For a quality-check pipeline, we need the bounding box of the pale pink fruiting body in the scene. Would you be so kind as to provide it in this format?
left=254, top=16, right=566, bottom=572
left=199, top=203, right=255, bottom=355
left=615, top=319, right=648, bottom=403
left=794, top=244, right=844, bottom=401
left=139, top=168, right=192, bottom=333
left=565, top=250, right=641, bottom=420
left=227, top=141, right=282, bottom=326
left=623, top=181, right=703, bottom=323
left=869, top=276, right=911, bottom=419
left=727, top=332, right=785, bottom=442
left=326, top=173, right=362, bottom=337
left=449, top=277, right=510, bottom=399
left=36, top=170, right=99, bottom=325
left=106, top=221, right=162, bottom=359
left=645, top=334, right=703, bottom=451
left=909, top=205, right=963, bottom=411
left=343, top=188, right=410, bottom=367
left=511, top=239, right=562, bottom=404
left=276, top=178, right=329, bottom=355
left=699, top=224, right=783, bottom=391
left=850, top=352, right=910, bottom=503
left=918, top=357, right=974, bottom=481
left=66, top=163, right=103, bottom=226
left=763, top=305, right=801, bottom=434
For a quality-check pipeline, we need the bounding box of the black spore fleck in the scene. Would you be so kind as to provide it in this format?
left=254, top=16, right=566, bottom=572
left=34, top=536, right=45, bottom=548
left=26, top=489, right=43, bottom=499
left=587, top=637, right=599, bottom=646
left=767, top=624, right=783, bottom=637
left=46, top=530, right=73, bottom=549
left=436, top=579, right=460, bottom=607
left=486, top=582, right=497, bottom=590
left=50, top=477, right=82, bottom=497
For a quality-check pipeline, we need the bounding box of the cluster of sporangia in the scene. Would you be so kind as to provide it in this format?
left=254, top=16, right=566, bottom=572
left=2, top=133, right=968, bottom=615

● ASSIGNED TASK:
Whenever the word "scene" shows up in a line of the entries above, copy that line.

● ANSWER TO THIS TASK:
For a quality-check pipeline, we need the bounding box of the pale pink fruiting body in the scene. Would you be so kind as to provide it in this format?
For a quality-check pipeline, we need the bounding box of the black spore fleck in the scene. Would you be so kind as to provide it in this format?
For a quality-check pipeline, we need the bounding box of the cluster of sporangia in the scene. Would you be so kind as to provide it in this format?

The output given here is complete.